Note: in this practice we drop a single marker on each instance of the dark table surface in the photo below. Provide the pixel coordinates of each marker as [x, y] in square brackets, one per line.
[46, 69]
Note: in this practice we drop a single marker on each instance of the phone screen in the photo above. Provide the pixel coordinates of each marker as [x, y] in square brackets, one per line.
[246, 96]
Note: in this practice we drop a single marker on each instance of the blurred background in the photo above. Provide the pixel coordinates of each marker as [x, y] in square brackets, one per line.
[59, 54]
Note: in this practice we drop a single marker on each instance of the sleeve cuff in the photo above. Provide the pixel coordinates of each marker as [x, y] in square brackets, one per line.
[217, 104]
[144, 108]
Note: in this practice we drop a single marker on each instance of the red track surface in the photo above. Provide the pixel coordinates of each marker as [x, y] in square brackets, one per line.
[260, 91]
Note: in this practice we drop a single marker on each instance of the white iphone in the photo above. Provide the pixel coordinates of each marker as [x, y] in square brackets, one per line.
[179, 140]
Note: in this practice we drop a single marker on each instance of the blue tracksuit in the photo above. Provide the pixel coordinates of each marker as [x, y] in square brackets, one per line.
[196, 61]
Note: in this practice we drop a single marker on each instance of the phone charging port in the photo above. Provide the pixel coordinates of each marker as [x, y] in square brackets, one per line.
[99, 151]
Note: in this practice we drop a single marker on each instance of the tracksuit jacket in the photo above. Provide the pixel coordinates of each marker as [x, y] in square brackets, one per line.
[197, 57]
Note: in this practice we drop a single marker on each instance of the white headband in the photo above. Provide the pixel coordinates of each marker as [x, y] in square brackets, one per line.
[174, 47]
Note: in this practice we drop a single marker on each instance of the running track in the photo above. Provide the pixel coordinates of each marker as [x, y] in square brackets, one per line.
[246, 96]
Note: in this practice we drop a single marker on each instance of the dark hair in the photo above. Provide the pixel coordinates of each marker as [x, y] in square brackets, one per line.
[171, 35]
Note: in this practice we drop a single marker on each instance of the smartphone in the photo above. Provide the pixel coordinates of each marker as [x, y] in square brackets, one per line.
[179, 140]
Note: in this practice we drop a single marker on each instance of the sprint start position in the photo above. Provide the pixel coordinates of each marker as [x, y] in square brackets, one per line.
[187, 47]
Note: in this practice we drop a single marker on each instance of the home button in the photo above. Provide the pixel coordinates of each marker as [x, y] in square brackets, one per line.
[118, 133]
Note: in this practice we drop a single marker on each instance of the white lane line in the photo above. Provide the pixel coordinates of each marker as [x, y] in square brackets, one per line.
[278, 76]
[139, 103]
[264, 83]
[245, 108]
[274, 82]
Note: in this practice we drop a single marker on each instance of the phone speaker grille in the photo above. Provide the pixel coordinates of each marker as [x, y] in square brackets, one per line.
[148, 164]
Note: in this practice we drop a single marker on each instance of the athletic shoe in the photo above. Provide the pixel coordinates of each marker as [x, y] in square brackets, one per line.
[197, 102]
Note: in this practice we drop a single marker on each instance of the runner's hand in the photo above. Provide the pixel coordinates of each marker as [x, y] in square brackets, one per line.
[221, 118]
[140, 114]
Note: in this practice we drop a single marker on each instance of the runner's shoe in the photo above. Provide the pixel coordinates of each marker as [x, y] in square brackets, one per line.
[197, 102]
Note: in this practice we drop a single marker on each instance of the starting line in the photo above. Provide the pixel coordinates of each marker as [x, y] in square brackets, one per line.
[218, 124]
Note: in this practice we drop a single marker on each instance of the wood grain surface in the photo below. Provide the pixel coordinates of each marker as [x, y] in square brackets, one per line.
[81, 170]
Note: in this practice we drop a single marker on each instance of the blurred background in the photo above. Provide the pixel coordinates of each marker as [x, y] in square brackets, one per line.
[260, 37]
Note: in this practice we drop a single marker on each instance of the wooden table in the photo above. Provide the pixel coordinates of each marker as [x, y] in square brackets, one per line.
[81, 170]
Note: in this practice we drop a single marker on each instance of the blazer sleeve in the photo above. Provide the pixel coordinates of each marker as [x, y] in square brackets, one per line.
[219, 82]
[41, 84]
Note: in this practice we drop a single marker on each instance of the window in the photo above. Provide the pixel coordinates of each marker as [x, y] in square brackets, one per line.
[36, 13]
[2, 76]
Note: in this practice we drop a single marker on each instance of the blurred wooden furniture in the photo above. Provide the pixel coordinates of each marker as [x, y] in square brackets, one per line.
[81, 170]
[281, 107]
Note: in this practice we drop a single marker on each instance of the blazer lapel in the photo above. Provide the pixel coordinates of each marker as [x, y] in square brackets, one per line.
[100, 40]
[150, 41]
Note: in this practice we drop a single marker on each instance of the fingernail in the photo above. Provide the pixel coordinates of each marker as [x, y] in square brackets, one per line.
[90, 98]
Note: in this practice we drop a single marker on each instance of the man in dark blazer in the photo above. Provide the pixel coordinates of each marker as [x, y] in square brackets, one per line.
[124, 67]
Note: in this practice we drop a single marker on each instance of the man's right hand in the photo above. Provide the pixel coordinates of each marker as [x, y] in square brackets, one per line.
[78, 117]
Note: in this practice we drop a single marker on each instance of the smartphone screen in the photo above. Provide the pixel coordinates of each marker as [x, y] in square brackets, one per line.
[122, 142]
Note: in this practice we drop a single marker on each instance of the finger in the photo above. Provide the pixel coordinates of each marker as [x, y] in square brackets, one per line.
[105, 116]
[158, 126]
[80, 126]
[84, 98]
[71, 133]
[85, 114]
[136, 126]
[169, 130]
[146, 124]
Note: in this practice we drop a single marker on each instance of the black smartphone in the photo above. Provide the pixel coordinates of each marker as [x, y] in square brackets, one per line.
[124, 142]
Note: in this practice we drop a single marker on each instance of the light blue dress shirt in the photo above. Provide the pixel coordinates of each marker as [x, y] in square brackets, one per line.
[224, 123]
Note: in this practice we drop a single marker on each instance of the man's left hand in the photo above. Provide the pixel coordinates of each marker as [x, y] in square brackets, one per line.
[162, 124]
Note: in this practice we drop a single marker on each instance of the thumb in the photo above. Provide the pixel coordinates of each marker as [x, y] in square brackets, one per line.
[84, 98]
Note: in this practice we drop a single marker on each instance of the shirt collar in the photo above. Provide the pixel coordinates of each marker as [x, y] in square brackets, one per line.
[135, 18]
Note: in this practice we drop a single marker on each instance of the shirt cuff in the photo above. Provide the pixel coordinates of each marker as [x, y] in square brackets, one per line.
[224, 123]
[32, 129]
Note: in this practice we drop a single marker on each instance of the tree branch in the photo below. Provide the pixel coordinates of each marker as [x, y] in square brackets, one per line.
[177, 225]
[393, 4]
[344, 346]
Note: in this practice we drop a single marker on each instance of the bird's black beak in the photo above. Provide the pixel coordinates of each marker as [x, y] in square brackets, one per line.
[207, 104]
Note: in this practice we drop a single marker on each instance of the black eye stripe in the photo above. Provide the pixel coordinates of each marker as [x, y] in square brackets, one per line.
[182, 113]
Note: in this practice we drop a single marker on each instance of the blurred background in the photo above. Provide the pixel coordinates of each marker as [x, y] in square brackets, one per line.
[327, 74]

§ §

[Problem to solve] The records need to be reproduced in their entirety, word for word.

[Answer space]
Note: in this practice we drop a single marker on each instance of the dark table surface in the photo below. Provide the pixel coordinates of each marker as [x, y] in square brackets, one per line.
[46, 69]
Note: in this practice we drop a single marker on each instance of the phone screen in the photo above. Provide the pixel coordinates of each marker as [x, y] in square brackets, one per line.
[246, 96]
Note: in this practice we drop a single marker on each instance of the blurred background in the photo above. Provide the pixel coordinates of each marker as [x, y] in square brackets, one per line.
[59, 54]
Note: in this practice we drop a single marker on each instance of the sleeve cuff in the photo above. Provide the pixel coordinates of each marker as [x, y] in square brackets, one per line.
[217, 104]
[144, 108]
Note: in this practice we drop a single marker on each instance of the red track surface in the photo above. Provide the pixel coordinates of each marker as [x, y] in square brackets, one per line.
[260, 91]
Note: in this practice we drop a single marker on each instance of the white iphone in the photo above. Provide the pixel coordinates of each marker as [x, y] in square brackets, one per line.
[179, 140]
Note: in this practice we drop a single marker on each instance of the blue tracksuit in the photo above. Provide the pixel coordinates of each marker as [x, y] in square brackets, one per line.
[196, 61]
Note: in this practice we drop a single marker on each instance of the phone charging port in the photo above. Provide the pixel coordinates of each marker as [x, y] in square brackets, one per line.
[99, 151]
Note: in this practice we drop a single marker on each instance of the tracksuit jacket in the photo above. Provide the pixel coordinates of each marker as [x, y] in square brackets, one per line.
[197, 57]
Note: in this practice we drop a single marker on each instance of the white headband in the photo above. Provide the pixel coordinates of each marker as [x, y] in square brackets, one per line.
[174, 47]
Note: in this practice we drop a single marker on each instance of the running track in the photo above. Provide the pixel coordinates of each marker as [x, y] in square brackets, one per line.
[246, 96]
Note: in this practice we drop a single marker on each instance of the dark hair in the photo above. Provide the pixel coordinates of each marker as [x, y] in square brackets, one per line.
[171, 35]
Note: in this practice we drop a single marker on each instance of the smartphone in the photo above. Provide the pixel coordinates of each marker as [x, y] in square brackets, one per line.
[179, 140]
Note: in this practice we drop a single marker on each instance of the sprint start position in the photo above. Provide the pixel coordinates of each marker as [x, y] in square brackets, one per line.
[187, 47]
Note: in this practice we drop a single marker on each instance of the home button in the photo above. Provide the pixel coordinates of each marker as [x, y] in square brackets, one per line.
[118, 133]
Note: in this practice we drop a single marker on each instance of the white lane line in the photo above. Provide the pixel coordinates of each marker as [x, y] in square brackets, one per line.
[278, 76]
[139, 103]
[264, 83]
[245, 108]
[274, 82]
Note: in this practice we drop a single marker on each instance of the phone speaker grille in the photo above. Provide the pixel coordinates of each marker as [x, y] in square brackets, one per line.
[148, 164]
Note: in this practice we drop a single marker on each instance of the athletic shoe in the photo above. Provide the pixel coordinates of each marker as [x, y] in square brackets, one per line.
[197, 102]
Note: in this practice we drop a single marker on each instance of the runner's hand in the photo above. Provide the pixel coordinates of each marker as [x, y] in square brackets, one per line.
[221, 118]
[140, 114]
Note: in this practice we drop a single marker on each instance of the runner's shoe in the photo above. Provide the pixel coordinates of each marker as [x, y] in square brackets, one per line.
[197, 102]
Note: in this practice we drop a single marker on each instance of the starting line in the photo above. Provide the pixel coordinates of each marker as [x, y] in square brackets, one per line.
[218, 124]
Note: in this practice we drop a single marker on each instance of the wood grain surface in the photo below. Provide the pixel coordinates of each marker as [x, y] in square brackets, one per line.
[81, 170]
Note: in this practice we drop a single marker on each instance of the blurred background in the photo above. Provide the pixel coordinates of each marker as [x, y] in square brackets, one per line.
[260, 37]
Note: in this practice we drop a single marker on each instance of the wooden table in the photo above. Provide the pixel coordinates of each marker as [x, y] in square brackets, one per line.
[81, 170]
Note: in this practice we drop a single marker on each instance of the blazer sleeve in the photo above. Provide the pixel coordinates of each marker as [x, y] in square brackets, one per line.
[219, 82]
[41, 84]
Note: in this practice we drop a single marker on each instance of the window in the photo above. Provide the pixel coordinates of each marker as [x, y] in square brackets, one per line.
[36, 13]
[2, 76]
Note: in this practice we drop a single marker on each instance of the blurred wooden furniture in the photo above. Provide the pixel coordinates of each marker as [x, y] in square brackets, one per line.
[81, 170]
[281, 107]
Note: in this practice we drop a single marker on each instance of the blazer lapel in the photo above. Provide the pixel coordinates of each marker as [x, y] in square brackets, one per line.
[100, 40]
[150, 41]
Note: in this practice we drop a single marker on each instance of the fingernail in the photo above. Provide the pixel coordinates of each marker as [x, y] in square brackets, one per line.
[90, 98]
Note: in this practice we drop a single marker on each instance of the man in dark blazer in the photo above. Provide the pixel coordinates of each marker as [x, y] in square brackets, one per line.
[124, 67]
Note: in this practice we drop a single marker on each instance of the man's right hand in the photo above. Provide the pixel coordinates of each marker as [x, y] in square brackets, one per line.
[78, 117]
Note: in this practice we drop a single marker on each instance of the smartphone screen in the photo above. Provide the pixel coordinates of each marker as [x, y] in square brackets, one per line.
[122, 142]
Note: in this practice we drop a single marker on each instance of the finger in the photo above. Provide the pixel coordinates of each marker as [x, y] in square brackets, one per line.
[105, 116]
[158, 126]
[80, 126]
[84, 98]
[71, 133]
[85, 114]
[136, 126]
[169, 130]
[146, 124]
Note: in this practice we drop a single marker on each instance of the black smartphone in the photo above. Provide the pixel coordinates of each marker as [x, y] in square brackets, one per line.
[124, 142]
Note: in this practice we drop a single marker on each instance of the light blue dress shirt in the photo above. Provide the pixel coordinates of each marker as [x, y] in square brackets, one per line.
[224, 123]
Note: in this practice we drop a single marker on each instance of the man's left hand in the photo above. Provide the pixel coordinates of each marker as [x, y] in square brackets, one per line.
[162, 124]
Note: in this practice we drop a single marker on each instance of the thumb in the photo above. Provide the pixel coordinates of each marker as [x, y] in square brackets, one per line.
[84, 98]
Note: in this practice we drop a single marker on each instance of the shirt collar in the photo above. Provide the pixel coordinates of each marker as [x, y] in square brackets, one per line.
[135, 18]
Note: in this practice we drop a single marker on each instance of the shirt cuff in the photo above. Provide the pixel coordinates of each marker as [x, y] in square brackets, one per line.
[224, 123]
[32, 129]
Note: in this practice we drop a single marker on each instance of the tree branch in the photo below. Provide the pixel coordinates of each marker as [x, y] in square brackets, one per line.
[177, 225]
[393, 4]
[344, 346]
Note: in this practice we drop a single marker on each instance of the bird's black beak in the photo above. Provide the pixel coordinates of each marker as [x, y] in square brackets, one per line.
[207, 104]
Note: in this practice we drop a single marker on each instance of the black eye stripe in the photo above. Provide the pixel coordinates of each marker as [x, y] in square brackets, one per line.
[182, 113]
Note: in this practice we drop a single marker on each instance of the blurred background in the photo above. Provide the pixel coordinates of each marker as [x, y] in square brackets, one per line.
[327, 74]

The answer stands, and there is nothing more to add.